=== MATERIAL ===

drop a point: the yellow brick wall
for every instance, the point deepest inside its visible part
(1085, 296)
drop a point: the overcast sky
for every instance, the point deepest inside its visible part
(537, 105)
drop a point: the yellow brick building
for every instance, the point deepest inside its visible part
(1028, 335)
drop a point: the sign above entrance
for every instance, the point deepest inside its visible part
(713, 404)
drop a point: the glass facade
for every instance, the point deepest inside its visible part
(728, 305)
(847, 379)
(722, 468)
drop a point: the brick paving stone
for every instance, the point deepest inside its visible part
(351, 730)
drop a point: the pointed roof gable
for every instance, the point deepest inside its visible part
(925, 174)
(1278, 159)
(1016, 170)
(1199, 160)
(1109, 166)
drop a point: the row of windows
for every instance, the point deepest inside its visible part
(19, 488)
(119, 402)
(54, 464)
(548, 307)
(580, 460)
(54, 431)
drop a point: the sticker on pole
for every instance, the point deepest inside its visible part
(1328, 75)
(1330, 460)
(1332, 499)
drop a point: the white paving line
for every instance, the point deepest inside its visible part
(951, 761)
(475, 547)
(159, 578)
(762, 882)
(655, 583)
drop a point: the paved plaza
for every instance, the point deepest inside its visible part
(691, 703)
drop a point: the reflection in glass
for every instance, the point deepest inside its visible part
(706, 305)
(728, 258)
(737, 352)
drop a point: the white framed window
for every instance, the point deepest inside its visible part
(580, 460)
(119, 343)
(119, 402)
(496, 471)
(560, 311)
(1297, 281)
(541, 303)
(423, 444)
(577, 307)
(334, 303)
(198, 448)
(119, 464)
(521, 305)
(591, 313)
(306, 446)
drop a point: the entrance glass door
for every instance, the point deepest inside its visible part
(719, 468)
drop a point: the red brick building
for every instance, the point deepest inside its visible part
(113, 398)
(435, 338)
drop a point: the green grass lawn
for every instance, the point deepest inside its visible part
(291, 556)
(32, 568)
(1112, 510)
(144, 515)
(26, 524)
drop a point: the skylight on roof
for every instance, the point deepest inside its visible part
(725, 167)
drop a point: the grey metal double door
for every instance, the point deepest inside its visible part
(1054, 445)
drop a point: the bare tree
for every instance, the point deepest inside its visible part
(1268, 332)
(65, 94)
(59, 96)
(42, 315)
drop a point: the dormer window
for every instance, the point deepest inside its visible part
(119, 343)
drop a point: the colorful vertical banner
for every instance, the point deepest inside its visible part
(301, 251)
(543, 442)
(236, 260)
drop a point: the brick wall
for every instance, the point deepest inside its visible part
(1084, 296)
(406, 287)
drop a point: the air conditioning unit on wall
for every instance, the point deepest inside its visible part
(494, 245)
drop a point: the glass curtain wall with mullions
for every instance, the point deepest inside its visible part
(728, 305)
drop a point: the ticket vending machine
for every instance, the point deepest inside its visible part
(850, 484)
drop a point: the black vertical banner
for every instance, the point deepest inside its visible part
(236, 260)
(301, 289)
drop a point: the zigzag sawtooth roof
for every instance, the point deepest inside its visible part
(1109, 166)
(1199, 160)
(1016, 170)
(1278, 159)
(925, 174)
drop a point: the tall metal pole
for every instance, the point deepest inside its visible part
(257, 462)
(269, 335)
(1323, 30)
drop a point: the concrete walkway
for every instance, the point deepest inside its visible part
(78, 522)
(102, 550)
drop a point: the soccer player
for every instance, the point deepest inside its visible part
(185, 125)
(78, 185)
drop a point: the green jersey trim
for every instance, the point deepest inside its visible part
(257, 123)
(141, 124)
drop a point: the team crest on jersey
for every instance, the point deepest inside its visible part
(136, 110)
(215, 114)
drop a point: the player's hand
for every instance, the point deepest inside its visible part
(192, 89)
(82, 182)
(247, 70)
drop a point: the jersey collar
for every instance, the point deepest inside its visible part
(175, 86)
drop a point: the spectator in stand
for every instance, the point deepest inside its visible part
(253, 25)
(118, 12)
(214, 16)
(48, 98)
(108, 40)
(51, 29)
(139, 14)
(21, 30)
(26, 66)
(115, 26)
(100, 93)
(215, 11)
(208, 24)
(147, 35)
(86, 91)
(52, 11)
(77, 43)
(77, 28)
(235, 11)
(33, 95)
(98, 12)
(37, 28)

===

### GIVEN INSTRUCTION
Change "drop a point" to "mark a point" everywhere in the lines above, and keep everything else the same.

### WRITTEN RESPONSE
mark a point: the yellow brick wall
for every instance, the point deepest inside its visible part
(1085, 296)
mark a point: the overcast sky
for every instance, the point deepest inside its visible part
(537, 105)
mark a point: the yellow brick building
for every instance, the point deepest inside its visible part
(1028, 335)
mark a point: the sign above entrance
for every instance, the point deepest inside its visible part
(713, 404)
mark a point: the glass facade
for every instance, the point deepest inside its visible part
(728, 305)
(847, 379)
(722, 468)
mark a point: the brick paving stone
for every instance, the point deepest inside its visible part
(351, 730)
mark a point: the pointed roof gable
for every instance, the point deepest inside its visible part
(925, 174)
(1278, 159)
(1016, 170)
(1199, 160)
(1109, 166)
mark a point: the row of windows
for every instance, the point deepest inside its visible part
(19, 488)
(119, 402)
(54, 464)
(548, 307)
(580, 460)
(54, 431)
mark a point: the sticker on pole
for every instance, the point deepest inside its visible part
(1328, 75)
(1330, 460)
(1332, 499)
mark a point: the white paving line
for every instance, the point deepest inside its visible part
(951, 761)
(475, 547)
(159, 578)
(762, 882)
(655, 583)
mark a point: the paved plaza
for every instance, the point deepest inside its visible part
(691, 703)
mark a point: the reflection in glass
for every instance, the point deepest inside its visible part
(706, 305)
(728, 258)
(737, 352)
mark a point: the white framed window
for every instance, the point deepest inside its visible part
(580, 460)
(119, 343)
(119, 402)
(496, 471)
(560, 311)
(1297, 281)
(541, 303)
(423, 444)
(577, 307)
(334, 303)
(198, 448)
(119, 464)
(521, 305)
(591, 313)
(306, 446)
mark a point: the entrance glass door
for every instance, the point deepest inside its visible part
(719, 468)
mark a point: the red brick building
for every instance, the point deepest inside its visible part
(113, 398)
(435, 338)
mark a point: the green grass lawn
for every instance, the point deepest inside its visible part
(291, 556)
(32, 568)
(1112, 510)
(144, 515)
(26, 524)
mark a point: the skylight on roof
for every instance, the point deepest inside its visible part
(725, 167)
mark a point: the grey metal double door
for every instance, the point deepest inside its visible part
(1054, 445)
mark a point: the bare tree
for every instance, the point deepest inside its visible part
(1268, 332)
(65, 94)
(59, 96)
(42, 315)
mark a point: the dormer window
for every instance, the point deepest inside its visible part
(119, 343)
mark a point: the colorful vertical banner
for every instance, the point deepest inside its visible part
(301, 251)
(543, 442)
(236, 260)
mark a point: the brick wall
for every instance, the point deepest inside its visible part
(1084, 296)
(406, 287)
mark a point: the air conditioning unit on wall
for every instance, the point deepest inside its visible part
(494, 245)
mark a point: the glass curtain wall with mullions
for every instance, the point deepest inside its visible part
(728, 305)
mark a point: the ticket vending machine
for every instance, the point deepest inside its visible part
(850, 484)
mark a point: the black vertical banner
for every instance, the point deepest inside its visible part
(236, 260)
(301, 289)
mark a point: the zigzag sawtooth roof
for every instance, the point deepest inside its visible part
(1109, 166)
(1199, 160)
(1016, 170)
(1278, 159)
(925, 174)
mark a point: the tall metal pole
for every instance, the point deepest inside its visible part
(257, 462)
(269, 335)
(1323, 30)
mark a point: the concrete walkway
for every instance, the point deepest inside its visible part
(78, 522)
(102, 550)
mark a point: the soccer player
for every instance, the point deepest inside its visible part
(185, 125)
(78, 185)
mark a point: the green jersey trim
for every instance, the point deepest inside its visible part
(257, 123)
(141, 124)
mark a point: the team crest on jersey
for every instance, the point deepest inside its visible part
(136, 110)
(215, 114)
mark a point: the player's hand
for every instance, the point deepest inside its visible part
(192, 89)
(82, 182)
(247, 70)
mark a point: the jersey collar
for every instance, the point deepest inside its visible part
(175, 86)
mark a point: the spectator in stand
for every instance, the point deepest inside its visible part
(253, 25)
(118, 12)
(214, 16)
(48, 98)
(108, 40)
(51, 29)
(139, 14)
(21, 30)
(26, 66)
(115, 26)
(100, 93)
(215, 11)
(208, 24)
(147, 35)
(86, 91)
(52, 11)
(77, 43)
(77, 28)
(235, 11)
(33, 95)
(98, 12)
(37, 28)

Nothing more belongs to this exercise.